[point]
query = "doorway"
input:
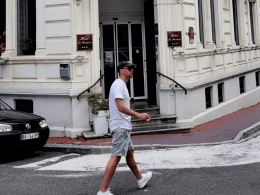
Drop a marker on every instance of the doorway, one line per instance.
(123, 41)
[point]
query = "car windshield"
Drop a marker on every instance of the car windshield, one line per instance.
(4, 106)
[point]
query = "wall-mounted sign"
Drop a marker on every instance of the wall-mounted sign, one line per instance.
(191, 35)
(174, 39)
(84, 42)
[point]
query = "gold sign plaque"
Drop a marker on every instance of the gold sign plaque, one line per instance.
(174, 39)
(84, 42)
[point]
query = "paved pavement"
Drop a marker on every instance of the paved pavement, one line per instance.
(234, 127)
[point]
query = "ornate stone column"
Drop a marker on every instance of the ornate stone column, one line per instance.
(257, 22)
(233, 42)
(40, 28)
(94, 18)
(207, 24)
(11, 10)
(220, 39)
(241, 20)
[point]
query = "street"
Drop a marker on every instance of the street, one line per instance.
(232, 168)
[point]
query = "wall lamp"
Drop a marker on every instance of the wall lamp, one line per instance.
(219, 51)
(246, 48)
(252, 2)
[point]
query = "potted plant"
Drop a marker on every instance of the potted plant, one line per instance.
(29, 46)
(100, 109)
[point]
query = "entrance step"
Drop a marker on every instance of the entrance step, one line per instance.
(160, 129)
(145, 130)
(155, 119)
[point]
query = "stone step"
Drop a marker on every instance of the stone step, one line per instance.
(145, 130)
(155, 110)
(155, 119)
(159, 129)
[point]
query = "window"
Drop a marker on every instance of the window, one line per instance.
(213, 21)
(2, 26)
(208, 96)
(252, 22)
(242, 84)
(201, 22)
(257, 78)
(234, 2)
(26, 27)
(24, 105)
(220, 92)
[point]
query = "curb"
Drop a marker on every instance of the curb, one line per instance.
(242, 136)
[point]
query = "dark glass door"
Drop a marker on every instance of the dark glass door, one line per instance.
(124, 42)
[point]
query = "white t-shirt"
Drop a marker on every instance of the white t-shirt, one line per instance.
(118, 119)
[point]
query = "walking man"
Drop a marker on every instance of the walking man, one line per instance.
(120, 127)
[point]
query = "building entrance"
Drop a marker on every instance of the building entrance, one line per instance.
(123, 42)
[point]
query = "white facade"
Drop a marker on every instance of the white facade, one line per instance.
(196, 66)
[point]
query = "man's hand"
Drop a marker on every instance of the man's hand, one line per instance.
(143, 116)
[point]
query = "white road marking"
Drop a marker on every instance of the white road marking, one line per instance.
(44, 162)
(185, 157)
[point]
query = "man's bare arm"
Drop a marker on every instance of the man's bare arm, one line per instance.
(122, 108)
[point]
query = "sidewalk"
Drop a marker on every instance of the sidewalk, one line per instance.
(223, 129)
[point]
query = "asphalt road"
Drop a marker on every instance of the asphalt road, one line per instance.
(218, 170)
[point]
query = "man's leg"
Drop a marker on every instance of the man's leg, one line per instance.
(132, 164)
(109, 172)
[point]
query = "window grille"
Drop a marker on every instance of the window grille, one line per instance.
(242, 84)
(252, 22)
(235, 16)
(201, 22)
(220, 92)
(213, 21)
(208, 97)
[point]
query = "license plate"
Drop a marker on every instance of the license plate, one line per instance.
(29, 136)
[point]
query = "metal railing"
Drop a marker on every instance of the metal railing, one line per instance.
(173, 81)
(88, 89)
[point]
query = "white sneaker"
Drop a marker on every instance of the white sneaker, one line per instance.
(105, 193)
(145, 178)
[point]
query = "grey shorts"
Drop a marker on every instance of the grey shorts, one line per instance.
(121, 142)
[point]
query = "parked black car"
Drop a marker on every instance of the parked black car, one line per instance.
(21, 130)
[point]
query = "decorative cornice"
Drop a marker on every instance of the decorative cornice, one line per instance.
(78, 2)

● ● ● ●

Please retype the material above exactly, and omit its images.

## [THE ANSWER]
[point]
query = "doorway"
input:
Drop a marker on every instance of the doorway, one line per instance.
(123, 41)
[point]
query = "car windshield"
Drop a marker on every instance of the car windshield, one line per instance.
(4, 106)
[point]
query = "wall-mounted sign"
Drop a marker on every instance of the wall-mounted sign, one line per instance.
(191, 35)
(174, 39)
(84, 42)
[point]
query = "gold sign plaque"
Drop a marker on every instance of the gold sign plaque, one line per instance.
(174, 39)
(84, 42)
[point]
query = "paved pavement"
Drop a marker on every instance of the paved pavement, one line per instance.
(234, 127)
[point]
query = "ornate stone column"
Drop a marker on every instance of the ornate stone column, one line per instance.
(257, 22)
(233, 42)
(40, 28)
(94, 18)
(207, 24)
(11, 10)
(220, 39)
(241, 20)
[point]
query = "street"
Drop a marker on every instance of the street, one line per instance.
(232, 168)
[point]
query = "wall lamp"
Drop a marker on every instance of the wall lamp, one line per instance.
(219, 51)
(246, 48)
(252, 2)
[point]
query = "potted plant"
Drop a marker on every instance of the potted plant, one line per instance.
(29, 46)
(100, 109)
[point]
query = "entrance step"
Drop a marker on every instance of the entrance step, one line per instance.
(160, 129)
(145, 130)
(155, 119)
[point]
query = "stone step"
Drop a marker on every instance of the stone step, one line per instance.
(145, 130)
(155, 110)
(155, 119)
(159, 129)
[point]
query = "window"
Drop a marker on every instance of the window, one line per instance.
(213, 21)
(2, 26)
(208, 96)
(252, 22)
(242, 84)
(201, 22)
(257, 78)
(234, 2)
(26, 27)
(24, 105)
(220, 92)
[point]
query = "curb"
Drop a marker on every instance of the curb, one line per instance.
(242, 136)
[point]
query = "dark glass door"
Drop a marker on every instance of the dark glass door, one line per instance.
(124, 42)
[point]
query = "white t-shirt"
Drop a marker on every instance of the white t-shirt, one line per instance.
(118, 119)
[point]
query = "walking man"
Drop a marker on every instance of the walking man, one line per instance.
(120, 127)
[point]
query = "building entrance"
Drop a marker on every instance of the building entrance, one line per instance.
(123, 42)
[point]
query = "white facade"
Drop a marker on every instance of the white facade, one line per instance.
(196, 66)
[point]
query = "man's hand"
Drop a marker on every instance of the man's hand, one line per instance.
(143, 116)
[point]
query = "white road marking"
Drop a marker on every instance of the white road marking, one line per instance.
(44, 162)
(185, 157)
[point]
query = "man's bare arm"
Drop a marker on every instance of the man's bare arm, one line per instance.
(122, 108)
[point]
query = "sidewalk"
Drop a marker on every instance of the sidewalk, one line per instance.
(223, 129)
[point]
query = "asphalt road"
Drop a marker on every instance of the asphalt road, one line per instance.
(218, 170)
[point]
query = "man's leg"
Drop a marker on every instance of the man's leg, one line per instance.
(132, 164)
(109, 172)
[point]
query = "window grille"
Drop a marker on every instance of the window grille, one line per instance.
(242, 84)
(252, 22)
(235, 16)
(201, 22)
(220, 92)
(213, 21)
(208, 97)
[point]
query = "license plate"
Drop a marker on every instance of the license plate, one line per instance.
(29, 136)
[point]
query = "metal railing"
Drop a marker on every instance of the metal railing, one line per instance.
(173, 81)
(88, 89)
[point]
query = "white sneaker"
Drop a marker on every instance of the white sneaker, one line per instance.
(105, 193)
(145, 178)
[point]
query = "grey shorts"
Drop a marker on every instance of the grey shorts, one line per instance.
(121, 142)
[point]
query = "parked black car"
Drop a marker on every instance of the parked black car, one line per instance.
(21, 130)
[point]
query = "decorative cornice"
Drop a marker on every instance of the decorative cornice, one line per instance.
(78, 2)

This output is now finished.